● Input data:

— START —

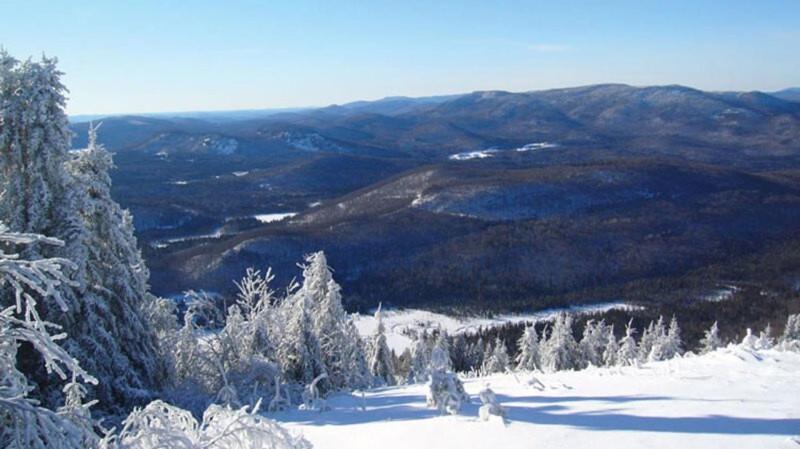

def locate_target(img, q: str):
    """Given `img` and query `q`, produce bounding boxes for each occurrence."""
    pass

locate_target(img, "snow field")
[270,346,800,449]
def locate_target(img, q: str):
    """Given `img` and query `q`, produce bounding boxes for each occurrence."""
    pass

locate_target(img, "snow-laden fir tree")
[483,337,509,374]
[426,345,469,415]
[639,316,667,363]
[700,321,722,354]
[0,52,164,411]
[578,320,608,367]
[300,251,372,389]
[478,383,506,421]
[616,320,639,366]
[277,284,328,391]
[647,317,682,362]
[369,305,396,385]
[408,331,431,383]
[541,312,580,372]
[0,224,99,449]
[467,337,486,371]
[780,313,800,351]
[516,324,541,371]
[433,330,455,371]
[603,324,619,366]
[65,126,166,404]
[756,323,775,349]
[450,332,469,372]
[740,327,758,350]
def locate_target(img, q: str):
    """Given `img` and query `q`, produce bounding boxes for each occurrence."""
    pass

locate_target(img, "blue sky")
[0,0,800,114]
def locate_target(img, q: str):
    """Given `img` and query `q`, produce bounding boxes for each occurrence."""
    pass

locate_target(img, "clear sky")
[0,0,800,114]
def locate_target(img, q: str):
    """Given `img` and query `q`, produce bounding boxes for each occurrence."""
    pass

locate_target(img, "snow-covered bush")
[102,401,311,449]
[478,384,506,421]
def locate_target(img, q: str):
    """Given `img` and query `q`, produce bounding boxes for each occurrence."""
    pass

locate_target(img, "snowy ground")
[354,302,635,354]
[271,348,800,449]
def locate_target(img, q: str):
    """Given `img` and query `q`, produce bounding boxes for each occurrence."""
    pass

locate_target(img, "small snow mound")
[253,212,297,223]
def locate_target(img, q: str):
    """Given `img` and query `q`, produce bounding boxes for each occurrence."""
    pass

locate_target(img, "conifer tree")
[483,337,509,373]
[516,324,541,371]
[616,320,639,366]
[369,305,394,385]
[0,52,165,409]
[603,324,619,366]
[542,313,579,372]
[700,321,722,354]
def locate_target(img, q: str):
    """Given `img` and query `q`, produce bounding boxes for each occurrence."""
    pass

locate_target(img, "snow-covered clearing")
[449,148,498,161]
[516,142,558,153]
[270,347,800,449]
[253,212,297,223]
[353,302,637,354]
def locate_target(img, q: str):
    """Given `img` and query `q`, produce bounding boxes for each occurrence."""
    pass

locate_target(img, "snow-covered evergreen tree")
[0,224,99,449]
[483,337,509,373]
[603,324,619,366]
[369,305,396,385]
[639,316,667,363]
[780,313,800,351]
[740,327,758,350]
[450,332,469,372]
[408,332,431,383]
[648,317,683,362]
[468,337,486,371]
[277,290,328,391]
[542,313,579,372]
[300,251,368,388]
[66,127,166,403]
[756,323,775,349]
[0,52,165,411]
[578,320,608,367]
[700,321,722,354]
[516,325,541,371]
[616,320,639,366]
[426,345,469,415]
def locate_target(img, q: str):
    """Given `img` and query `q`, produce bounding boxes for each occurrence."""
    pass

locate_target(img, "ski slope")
[270,347,800,449]
[353,302,639,354]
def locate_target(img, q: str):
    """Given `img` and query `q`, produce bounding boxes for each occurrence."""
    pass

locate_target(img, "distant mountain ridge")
[65,84,800,316]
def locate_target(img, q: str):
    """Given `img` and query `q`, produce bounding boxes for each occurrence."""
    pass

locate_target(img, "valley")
[72,85,800,314]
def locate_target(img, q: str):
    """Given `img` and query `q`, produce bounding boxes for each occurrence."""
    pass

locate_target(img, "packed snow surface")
[253,212,297,223]
[353,302,636,354]
[270,347,800,449]
[450,149,497,161]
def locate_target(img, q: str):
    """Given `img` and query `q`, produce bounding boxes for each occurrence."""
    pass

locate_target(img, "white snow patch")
[276,347,800,449]
[253,212,297,223]
[514,142,558,152]
[701,285,739,302]
[353,302,638,354]
[449,148,498,161]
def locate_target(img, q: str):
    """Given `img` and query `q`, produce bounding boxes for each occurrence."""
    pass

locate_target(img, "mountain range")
[67,84,800,311]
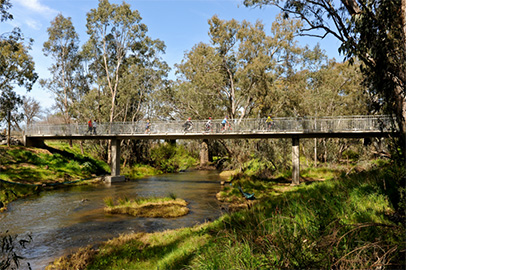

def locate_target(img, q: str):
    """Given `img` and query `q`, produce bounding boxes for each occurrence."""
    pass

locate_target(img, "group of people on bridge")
[86,115,275,135]
[182,115,274,133]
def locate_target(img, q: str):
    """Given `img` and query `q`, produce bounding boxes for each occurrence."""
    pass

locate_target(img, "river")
[0,171,222,269]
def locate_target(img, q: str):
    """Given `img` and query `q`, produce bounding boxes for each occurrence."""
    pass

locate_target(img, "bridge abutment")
[105,139,126,183]
[291,137,300,185]
[199,139,209,168]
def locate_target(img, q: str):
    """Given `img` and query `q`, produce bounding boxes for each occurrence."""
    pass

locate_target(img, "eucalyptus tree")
[83,0,147,122]
[80,0,169,162]
[244,0,406,139]
[0,0,38,144]
[176,13,304,120]
[40,14,82,128]
[21,96,42,128]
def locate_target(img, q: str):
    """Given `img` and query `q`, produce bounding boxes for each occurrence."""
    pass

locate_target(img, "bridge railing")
[26,115,392,136]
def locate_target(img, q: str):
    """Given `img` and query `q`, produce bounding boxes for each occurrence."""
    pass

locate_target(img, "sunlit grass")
[50,163,406,269]
[104,195,190,218]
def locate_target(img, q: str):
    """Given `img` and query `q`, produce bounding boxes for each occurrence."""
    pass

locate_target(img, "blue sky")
[0,0,342,108]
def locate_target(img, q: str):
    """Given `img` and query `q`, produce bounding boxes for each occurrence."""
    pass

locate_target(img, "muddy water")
[0,171,222,269]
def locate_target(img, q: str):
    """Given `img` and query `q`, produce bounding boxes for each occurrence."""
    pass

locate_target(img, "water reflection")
[0,171,221,269]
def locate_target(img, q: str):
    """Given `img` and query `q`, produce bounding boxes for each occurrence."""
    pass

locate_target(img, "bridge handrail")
[26,115,393,136]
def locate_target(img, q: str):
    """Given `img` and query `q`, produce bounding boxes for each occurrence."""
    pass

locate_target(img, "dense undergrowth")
[50,161,406,269]
[0,142,109,211]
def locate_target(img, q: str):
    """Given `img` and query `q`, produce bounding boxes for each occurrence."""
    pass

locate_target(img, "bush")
[150,143,197,173]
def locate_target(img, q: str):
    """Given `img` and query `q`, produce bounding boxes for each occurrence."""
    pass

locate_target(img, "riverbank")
[0,144,109,211]
[47,161,406,269]
[0,142,161,212]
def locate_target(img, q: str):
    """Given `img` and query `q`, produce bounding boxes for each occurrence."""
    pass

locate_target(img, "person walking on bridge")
[265,114,273,129]
[92,119,98,135]
[222,116,231,132]
[87,119,92,134]
[145,119,151,134]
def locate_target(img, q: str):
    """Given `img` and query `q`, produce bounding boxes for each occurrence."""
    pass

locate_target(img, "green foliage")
[40,14,82,124]
[192,168,405,269]
[150,143,198,172]
[0,231,32,270]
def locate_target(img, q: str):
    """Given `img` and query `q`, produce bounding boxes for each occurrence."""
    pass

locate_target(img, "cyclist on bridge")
[183,117,193,132]
[222,116,231,132]
[205,117,212,132]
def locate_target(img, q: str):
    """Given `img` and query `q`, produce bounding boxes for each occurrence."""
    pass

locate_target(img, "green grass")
[104,194,190,218]
[0,144,109,211]
[50,163,406,269]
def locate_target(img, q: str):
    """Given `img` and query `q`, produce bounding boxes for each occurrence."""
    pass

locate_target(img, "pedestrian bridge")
[25,115,393,184]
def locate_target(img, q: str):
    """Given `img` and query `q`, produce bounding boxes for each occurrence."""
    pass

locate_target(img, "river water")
[0,171,222,269]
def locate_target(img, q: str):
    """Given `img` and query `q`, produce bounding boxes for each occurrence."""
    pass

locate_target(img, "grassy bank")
[50,161,406,269]
[104,195,190,218]
[0,143,109,211]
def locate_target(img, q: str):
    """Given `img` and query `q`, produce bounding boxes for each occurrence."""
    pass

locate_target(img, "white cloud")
[25,19,41,30]
[13,0,57,16]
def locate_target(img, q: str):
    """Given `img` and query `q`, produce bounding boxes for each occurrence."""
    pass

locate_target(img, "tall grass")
[49,165,406,269]
[192,168,405,269]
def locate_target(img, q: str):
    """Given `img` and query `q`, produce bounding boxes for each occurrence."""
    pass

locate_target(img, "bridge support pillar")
[291,137,300,185]
[199,139,209,168]
[105,139,126,183]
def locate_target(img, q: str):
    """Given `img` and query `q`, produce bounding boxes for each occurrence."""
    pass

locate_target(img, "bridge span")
[25,115,393,184]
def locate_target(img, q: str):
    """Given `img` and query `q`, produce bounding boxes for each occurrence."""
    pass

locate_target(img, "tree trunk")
[7,111,11,147]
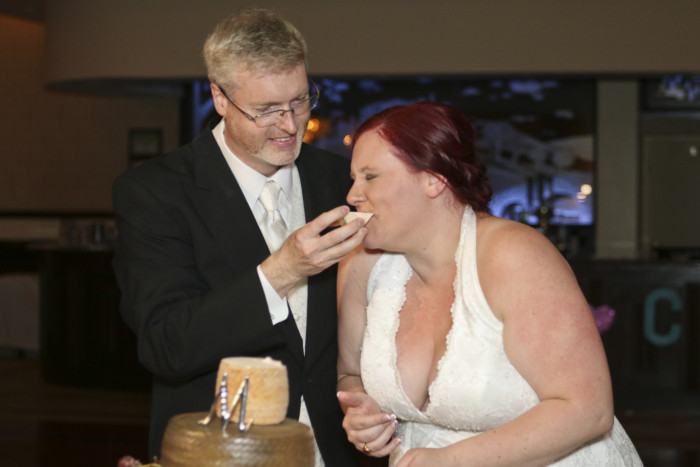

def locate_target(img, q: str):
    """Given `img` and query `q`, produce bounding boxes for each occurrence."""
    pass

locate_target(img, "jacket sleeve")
[113,173,283,383]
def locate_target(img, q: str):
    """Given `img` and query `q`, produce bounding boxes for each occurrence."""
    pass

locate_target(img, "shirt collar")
[212,118,294,206]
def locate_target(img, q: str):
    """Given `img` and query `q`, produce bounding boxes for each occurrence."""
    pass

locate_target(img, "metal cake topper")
[197,372,253,436]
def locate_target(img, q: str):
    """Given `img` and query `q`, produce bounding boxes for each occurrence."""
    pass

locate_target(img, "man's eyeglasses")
[217,81,321,128]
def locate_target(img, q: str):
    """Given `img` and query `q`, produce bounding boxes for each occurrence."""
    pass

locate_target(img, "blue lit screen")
[307,77,595,226]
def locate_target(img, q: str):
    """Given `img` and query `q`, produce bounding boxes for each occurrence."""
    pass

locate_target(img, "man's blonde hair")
[203,9,306,90]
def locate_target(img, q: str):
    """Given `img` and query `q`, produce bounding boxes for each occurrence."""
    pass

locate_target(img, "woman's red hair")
[353,102,493,211]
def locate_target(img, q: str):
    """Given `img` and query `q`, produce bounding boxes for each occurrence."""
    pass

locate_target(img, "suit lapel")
[190,132,304,365]
[190,131,270,272]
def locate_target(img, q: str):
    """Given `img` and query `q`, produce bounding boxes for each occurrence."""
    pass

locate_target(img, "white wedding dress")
[362,208,642,467]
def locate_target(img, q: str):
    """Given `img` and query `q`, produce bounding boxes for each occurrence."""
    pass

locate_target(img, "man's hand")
[260,206,367,297]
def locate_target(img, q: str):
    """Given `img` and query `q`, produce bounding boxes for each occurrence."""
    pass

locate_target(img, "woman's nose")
[345,181,361,207]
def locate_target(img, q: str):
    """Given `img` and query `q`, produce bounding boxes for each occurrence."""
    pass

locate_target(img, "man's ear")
[209,83,228,117]
[426,172,447,198]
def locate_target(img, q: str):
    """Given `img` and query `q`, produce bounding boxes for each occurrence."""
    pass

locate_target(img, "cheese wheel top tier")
[214,357,289,425]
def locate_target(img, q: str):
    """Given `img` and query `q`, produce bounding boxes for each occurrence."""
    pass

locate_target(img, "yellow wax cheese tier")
[160,412,315,467]
[215,357,289,425]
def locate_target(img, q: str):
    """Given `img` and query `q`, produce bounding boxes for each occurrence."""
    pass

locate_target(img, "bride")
[338,102,641,467]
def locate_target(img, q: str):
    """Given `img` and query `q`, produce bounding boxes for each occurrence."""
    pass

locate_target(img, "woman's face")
[347,131,428,252]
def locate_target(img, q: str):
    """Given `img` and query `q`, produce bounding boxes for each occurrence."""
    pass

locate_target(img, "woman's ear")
[426,172,447,198]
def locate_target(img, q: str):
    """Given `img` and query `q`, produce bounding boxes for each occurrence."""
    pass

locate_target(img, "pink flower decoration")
[590,305,615,333]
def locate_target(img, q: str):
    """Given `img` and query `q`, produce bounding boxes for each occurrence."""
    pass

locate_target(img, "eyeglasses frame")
[215,80,321,128]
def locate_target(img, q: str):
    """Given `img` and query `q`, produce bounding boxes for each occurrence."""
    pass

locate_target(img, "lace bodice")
[361,208,641,466]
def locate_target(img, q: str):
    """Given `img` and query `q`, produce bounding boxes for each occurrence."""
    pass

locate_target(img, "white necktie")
[258,180,287,252]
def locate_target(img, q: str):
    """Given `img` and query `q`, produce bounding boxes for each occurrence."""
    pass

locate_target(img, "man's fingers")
[307,206,350,236]
[338,391,367,408]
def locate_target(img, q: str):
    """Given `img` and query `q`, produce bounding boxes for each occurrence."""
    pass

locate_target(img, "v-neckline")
[391,262,459,420]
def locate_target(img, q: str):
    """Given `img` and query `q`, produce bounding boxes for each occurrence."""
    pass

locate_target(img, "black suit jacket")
[113,123,357,467]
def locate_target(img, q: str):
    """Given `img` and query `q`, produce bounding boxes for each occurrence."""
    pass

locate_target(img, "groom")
[113,10,366,467]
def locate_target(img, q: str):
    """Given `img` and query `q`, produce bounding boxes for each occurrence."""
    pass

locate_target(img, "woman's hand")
[338,391,401,457]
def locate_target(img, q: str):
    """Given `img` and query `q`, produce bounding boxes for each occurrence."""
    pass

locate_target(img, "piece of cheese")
[338,211,374,226]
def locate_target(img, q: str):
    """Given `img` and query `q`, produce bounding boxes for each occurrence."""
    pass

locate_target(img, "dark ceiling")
[0,0,46,22]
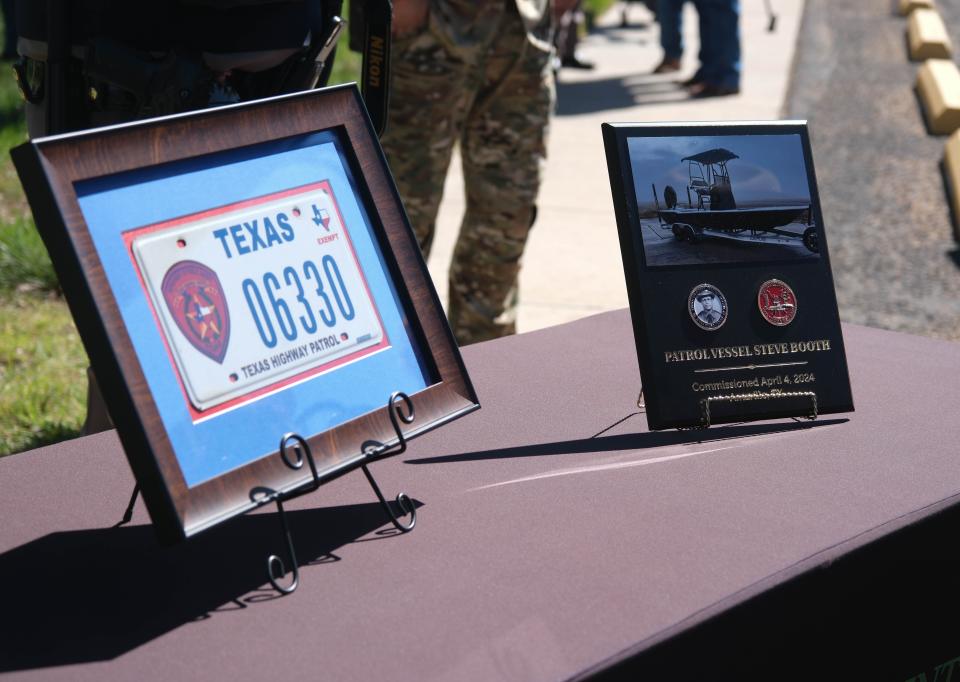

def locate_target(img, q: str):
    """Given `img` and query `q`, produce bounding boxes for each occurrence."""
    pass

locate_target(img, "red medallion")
[757,279,797,327]
[160,260,230,363]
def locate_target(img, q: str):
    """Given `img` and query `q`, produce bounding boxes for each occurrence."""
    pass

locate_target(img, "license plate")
[125,182,388,418]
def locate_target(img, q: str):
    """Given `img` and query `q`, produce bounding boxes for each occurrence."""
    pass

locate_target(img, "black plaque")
[603,122,853,429]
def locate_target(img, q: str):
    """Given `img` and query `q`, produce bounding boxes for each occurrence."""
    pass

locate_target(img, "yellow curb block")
[943,131,960,228]
[900,0,933,16]
[917,59,960,135]
[907,9,953,61]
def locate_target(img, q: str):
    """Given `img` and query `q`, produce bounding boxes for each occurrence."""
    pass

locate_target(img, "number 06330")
[124,181,389,420]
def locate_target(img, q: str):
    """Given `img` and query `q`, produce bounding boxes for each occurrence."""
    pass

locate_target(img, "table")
[0,311,960,680]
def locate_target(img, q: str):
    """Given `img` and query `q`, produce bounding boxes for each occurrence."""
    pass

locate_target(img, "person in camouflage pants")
[382,0,555,345]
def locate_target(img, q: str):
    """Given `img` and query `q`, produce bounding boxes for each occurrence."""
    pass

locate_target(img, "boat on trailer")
[653,148,818,253]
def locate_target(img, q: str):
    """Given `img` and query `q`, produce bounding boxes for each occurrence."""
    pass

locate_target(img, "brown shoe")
[653,57,680,73]
[687,83,740,99]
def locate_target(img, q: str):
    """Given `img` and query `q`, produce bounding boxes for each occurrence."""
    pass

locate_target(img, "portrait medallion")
[687,284,727,331]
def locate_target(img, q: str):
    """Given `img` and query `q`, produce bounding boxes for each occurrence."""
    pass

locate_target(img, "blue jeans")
[693,0,740,88]
[657,0,685,59]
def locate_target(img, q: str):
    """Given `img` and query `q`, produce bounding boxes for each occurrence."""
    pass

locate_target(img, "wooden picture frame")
[12,85,479,542]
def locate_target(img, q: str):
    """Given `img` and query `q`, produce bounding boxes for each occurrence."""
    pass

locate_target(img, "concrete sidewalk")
[429,0,803,332]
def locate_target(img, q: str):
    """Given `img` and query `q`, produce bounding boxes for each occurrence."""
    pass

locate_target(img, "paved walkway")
[429,0,803,332]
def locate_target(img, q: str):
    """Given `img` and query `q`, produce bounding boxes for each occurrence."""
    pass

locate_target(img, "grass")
[0,291,87,454]
[0,47,88,456]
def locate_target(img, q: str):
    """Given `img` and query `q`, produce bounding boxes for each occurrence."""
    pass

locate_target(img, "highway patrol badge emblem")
[757,279,797,327]
[687,284,727,331]
[160,261,230,363]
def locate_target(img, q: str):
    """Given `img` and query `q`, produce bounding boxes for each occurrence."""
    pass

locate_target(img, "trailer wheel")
[673,223,699,244]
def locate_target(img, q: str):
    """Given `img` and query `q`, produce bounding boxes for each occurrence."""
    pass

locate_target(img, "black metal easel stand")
[114,391,417,594]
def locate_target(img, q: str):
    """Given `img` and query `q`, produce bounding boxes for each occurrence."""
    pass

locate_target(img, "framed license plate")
[603,121,853,429]
[13,86,479,541]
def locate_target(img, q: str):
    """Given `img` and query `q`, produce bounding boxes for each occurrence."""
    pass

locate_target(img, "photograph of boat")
[630,135,819,266]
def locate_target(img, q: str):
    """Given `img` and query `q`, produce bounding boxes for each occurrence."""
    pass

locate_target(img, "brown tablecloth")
[0,311,960,680]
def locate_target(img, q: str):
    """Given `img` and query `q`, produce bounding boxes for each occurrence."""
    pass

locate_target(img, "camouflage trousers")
[383,0,555,345]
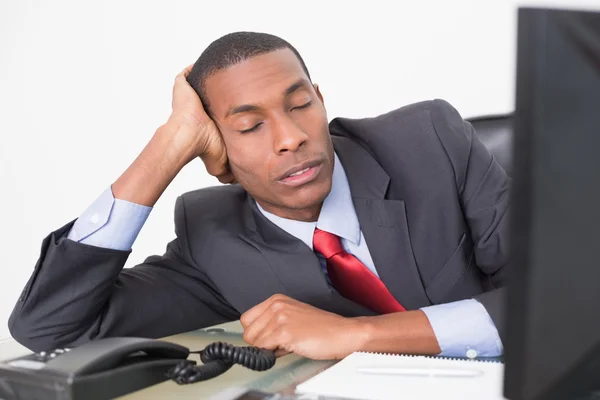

— END —

● Exercise objective: Write out again every line from the start of the items through the line holding "[478,384,506,421]", both ends included, and leave the pictures out.

● Full solution:
def locate_target(img, q: str):
    """Given `img` and query `q`, produce bounding boxes for each occurrence."""
    pass

locate_target(img, "snow field")
[270,346,800,449]
def locate_target(img, q: str):
    """Given `img` and query `q`, produce bounding boxes for each occurrence."""
    pass

locate_target(img, "snow-laden fir tree")
[483,337,509,374]
[426,345,469,415]
[639,316,667,363]
[700,321,722,354]
[0,52,164,411]
[578,320,608,367]
[300,251,372,389]
[478,383,506,421]
[616,320,639,366]
[277,284,328,391]
[647,317,682,362]
[369,305,396,385]
[408,331,431,383]
[541,312,580,372]
[0,224,99,449]
[467,337,486,371]
[780,313,800,351]
[516,324,541,371]
[433,330,455,371]
[603,324,619,366]
[65,126,166,404]
[756,323,775,349]
[450,332,469,372]
[740,327,758,350]
def locate_target(img, q: str):
    """Given `img` and query `q`, produce bounding boxes for each occurrence."""
    pass

locate_target(img, "blue sky")
[0,0,800,114]
def locate_target(img, q: str):
    """Given `img` and query `q`, produce bounding boxes for each occurrence."""
    pass

locate_target(img, "clear sky")
[0,0,800,114]
def locate_target(img, q: str):
    """Given `img` and query `q`, produce bounding boxes for each occurrence."""
    pass

locate_target(img, "snow-covered bush")
[102,401,311,449]
[478,384,506,421]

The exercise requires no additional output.